◆ Provided data:
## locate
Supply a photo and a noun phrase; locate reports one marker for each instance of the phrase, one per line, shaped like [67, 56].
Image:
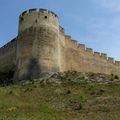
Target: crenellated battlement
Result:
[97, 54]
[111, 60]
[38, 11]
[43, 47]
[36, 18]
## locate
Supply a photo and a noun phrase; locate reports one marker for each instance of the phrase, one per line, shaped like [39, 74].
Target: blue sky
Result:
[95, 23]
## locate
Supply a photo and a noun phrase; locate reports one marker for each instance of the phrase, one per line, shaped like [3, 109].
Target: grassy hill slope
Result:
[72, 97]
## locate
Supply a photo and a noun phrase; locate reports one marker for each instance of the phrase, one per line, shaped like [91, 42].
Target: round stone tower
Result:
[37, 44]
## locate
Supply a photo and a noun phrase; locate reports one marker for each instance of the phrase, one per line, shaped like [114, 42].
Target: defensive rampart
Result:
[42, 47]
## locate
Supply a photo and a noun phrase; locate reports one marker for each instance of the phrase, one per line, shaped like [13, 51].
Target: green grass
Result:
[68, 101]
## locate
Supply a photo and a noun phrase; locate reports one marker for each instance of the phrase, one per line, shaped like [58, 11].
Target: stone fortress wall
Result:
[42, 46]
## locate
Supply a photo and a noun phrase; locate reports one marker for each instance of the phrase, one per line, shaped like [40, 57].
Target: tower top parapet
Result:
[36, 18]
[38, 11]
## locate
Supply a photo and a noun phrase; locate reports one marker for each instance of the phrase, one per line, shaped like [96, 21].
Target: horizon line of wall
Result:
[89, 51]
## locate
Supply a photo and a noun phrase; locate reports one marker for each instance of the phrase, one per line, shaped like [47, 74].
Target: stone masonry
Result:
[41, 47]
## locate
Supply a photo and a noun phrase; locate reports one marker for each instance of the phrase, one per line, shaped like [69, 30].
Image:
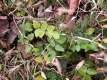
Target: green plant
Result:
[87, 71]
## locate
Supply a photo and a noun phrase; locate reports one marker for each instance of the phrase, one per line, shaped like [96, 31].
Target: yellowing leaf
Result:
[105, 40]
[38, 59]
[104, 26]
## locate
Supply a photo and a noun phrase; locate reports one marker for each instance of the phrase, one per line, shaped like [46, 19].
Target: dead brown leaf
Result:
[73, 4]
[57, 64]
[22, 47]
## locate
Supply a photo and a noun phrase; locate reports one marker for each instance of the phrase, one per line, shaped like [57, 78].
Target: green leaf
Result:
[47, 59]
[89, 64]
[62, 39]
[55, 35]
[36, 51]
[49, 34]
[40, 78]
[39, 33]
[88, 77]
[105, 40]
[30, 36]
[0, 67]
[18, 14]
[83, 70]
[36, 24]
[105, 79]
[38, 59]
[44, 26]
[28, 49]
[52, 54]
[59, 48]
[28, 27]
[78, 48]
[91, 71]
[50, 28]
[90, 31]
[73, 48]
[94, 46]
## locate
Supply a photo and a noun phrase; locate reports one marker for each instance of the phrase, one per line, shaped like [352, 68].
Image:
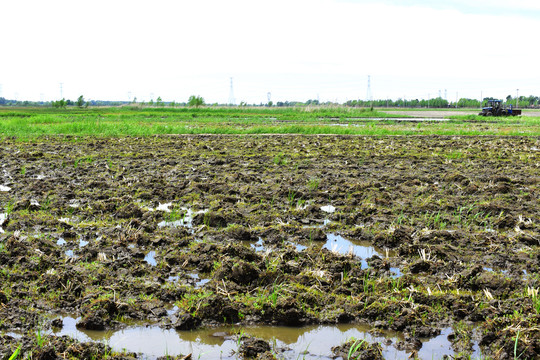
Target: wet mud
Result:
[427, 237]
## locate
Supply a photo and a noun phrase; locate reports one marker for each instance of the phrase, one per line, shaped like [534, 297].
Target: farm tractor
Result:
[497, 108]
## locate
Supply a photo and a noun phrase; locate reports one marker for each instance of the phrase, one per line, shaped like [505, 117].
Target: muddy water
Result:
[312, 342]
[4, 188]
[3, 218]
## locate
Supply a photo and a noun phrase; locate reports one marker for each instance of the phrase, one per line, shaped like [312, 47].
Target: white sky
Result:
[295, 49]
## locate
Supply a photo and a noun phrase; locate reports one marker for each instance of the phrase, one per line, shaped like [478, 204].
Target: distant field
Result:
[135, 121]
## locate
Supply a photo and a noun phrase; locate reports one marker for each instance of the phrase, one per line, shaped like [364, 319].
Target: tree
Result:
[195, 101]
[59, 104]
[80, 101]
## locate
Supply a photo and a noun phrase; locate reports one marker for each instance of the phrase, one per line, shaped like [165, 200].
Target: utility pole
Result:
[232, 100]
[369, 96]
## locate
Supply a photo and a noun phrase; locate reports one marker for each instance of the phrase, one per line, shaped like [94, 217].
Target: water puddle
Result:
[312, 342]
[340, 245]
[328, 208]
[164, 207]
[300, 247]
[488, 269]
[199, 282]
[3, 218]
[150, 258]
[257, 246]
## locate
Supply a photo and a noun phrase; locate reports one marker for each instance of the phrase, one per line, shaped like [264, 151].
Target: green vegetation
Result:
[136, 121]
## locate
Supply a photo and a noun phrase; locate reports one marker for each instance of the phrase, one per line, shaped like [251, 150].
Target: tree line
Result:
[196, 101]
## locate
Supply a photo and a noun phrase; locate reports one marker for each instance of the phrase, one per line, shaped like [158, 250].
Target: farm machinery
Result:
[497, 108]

◆ Goal: Reproduce every line exactly and omit all pictures.

◆ Solution to the exercise:
## locate
Supply a photo and a noun phrase; locate reports one marker for each instance of the phrase, one per line, shaped like [67, 56].
Image:
Target: crenellated battlement
Result:
[97, 54]
[111, 60]
[38, 11]
[43, 47]
[36, 18]
## locate
Supply a photo and a noun phrase; locate reports one marker for each instance of the phrase, one per line, shaped like [39, 74].
Target: blue sky
Result:
[95, 23]
## locate
Supply a photo and a noun phrase; locate reports one marker for each instance of the phrase, one per line, shaped like [3, 109].
Target: grassy hill slope
Result:
[72, 97]
## locate
Supply a photo and a noun phrase; locate reports one marker for each instance of the phrase, one per line, shaped like [91, 42].
Target: round stone tower
Result:
[37, 44]
## locate
Supply a photo and a noun phrase; locate reports one marker for each instance of the phrase, one per line, shaped like [114, 42].
Target: defensive rampart
Result:
[42, 47]
## locate
Supply a photo and a noun phrase; locate reports one marker for each instance of the phrase, one per line, shaped like [13, 51].
Target: green grass
Result:
[68, 101]
## locate
Supply a photo and a noun phrase; locate reports one marker for each instance of the phrase, one per line, shaped like [58, 11].
Target: stone fortress wall
Result:
[42, 46]
## locate
Supply a photo and a noun phrase; locate reports one marker for each instance of the phrase, one per line, shaped like [40, 57].
Target: tower top parapet
Result:
[36, 18]
[38, 11]
## locate
Supply a photo and a noun phrase; locate reports one marker for each instance of the phrase, one per line, shaped like [96, 21].
Target: horizon line of wall
Result:
[89, 51]
## locate
Supply a photo and a noun phrase; locate reports one marker for each instance of the phrase, one per line, shaped like [47, 74].
Target: stone masonry
Result:
[41, 47]
## locate
Supply a photo and a noun phrase; locate reports one marker for each instance of the phrase, one per line, shaped like [69, 30].
Image:
Target: green plant
Result:
[87, 71]
## locate
Supply a photo and a noun phrase; locate reports one marker for each instance of the phrase, one per line, shaped like [96, 31].
Target: yellowing leaf
Result:
[105, 40]
[38, 59]
[104, 26]
## locate
Supply a photo and a noun phrase; locate reports one marker for each instance of the phrase, one per line, shaped like [46, 19].
Target: dead brown leaf
Result:
[73, 4]
[57, 64]
[22, 47]
## locate
Supply a photo and a noun phrase; locate reports one marker for each instance of the phrase, one per line, shaped like [57, 78].
Target: green leaf
Result:
[47, 59]
[89, 64]
[62, 39]
[55, 35]
[36, 51]
[49, 34]
[40, 78]
[39, 33]
[88, 77]
[105, 40]
[30, 36]
[0, 67]
[18, 14]
[83, 70]
[36, 24]
[105, 79]
[38, 59]
[44, 26]
[28, 49]
[52, 54]
[59, 48]
[28, 27]
[78, 48]
[91, 71]
[50, 28]
[90, 31]
[73, 48]
[94, 46]
## locate
Supply a photo and a noun phrase; locate reports one marker for each instance of the phrase, one per line, shaped like [352, 68].
Image:
Target: wet mud
Result:
[427, 237]
## locate
Supply a photo and a noun phrase; locate reports one marker for each instance of the phrase, one per line, shaped like [534, 297].
Target: farm tractor
Result:
[497, 108]
## locate
Supply a photo and a noun phrase; locate reports one marker for each instance of the phrase, one per line, shaped like [505, 117].
Target: muddy water
Result:
[312, 342]
[4, 188]
[3, 218]
## locate
Supply a photo and a noun phrase; locate reports one marker for each instance of the phrase, one per line, shaped like [312, 47].
Target: white sky
Result:
[295, 49]
## locate
Supply a photo and a noun phrase; locate reports one marker for each instance of the phrase, one per line, shaped like [478, 204].
Target: distant field
Result:
[135, 121]
## locate
Supply a photo and a noun phrase; locate reports one marker for each instance of the phrase, one per line, shaped like [364, 319].
Target: tree
Result:
[195, 101]
[59, 104]
[80, 101]
## locate
Supply a photo and a noun phrase; locate reports one marker for each instance of the phrase, one per line, shaped like [165, 200].
Target: utility pole
Result:
[232, 100]
[369, 96]
## locate
Supply a photo and a noun phrase; locate reports one marker for each instance of the phrase, one per line, shaped like [94, 217].
Target: water puddle
Result:
[312, 342]
[340, 245]
[328, 208]
[164, 207]
[300, 247]
[488, 269]
[199, 282]
[3, 218]
[150, 258]
[257, 246]
## locate
Supply a photo and a noun phrase; locate reports one marker for each instance of the phrase, one per line, shaped like [264, 151].
Target: green vegetation
Result:
[136, 121]
## locate
Supply a photo and a noun phrase; locate reports one marker for each instance of the phrase, one per line, shaped like [251, 150].
Target: tree line
Result:
[196, 101]
## locate
Supply a photo and a noun phrase; locate reports one marker for each instance of the phrase, one per line, shaped like [158, 250].
Target: farm machinery
Result:
[497, 108]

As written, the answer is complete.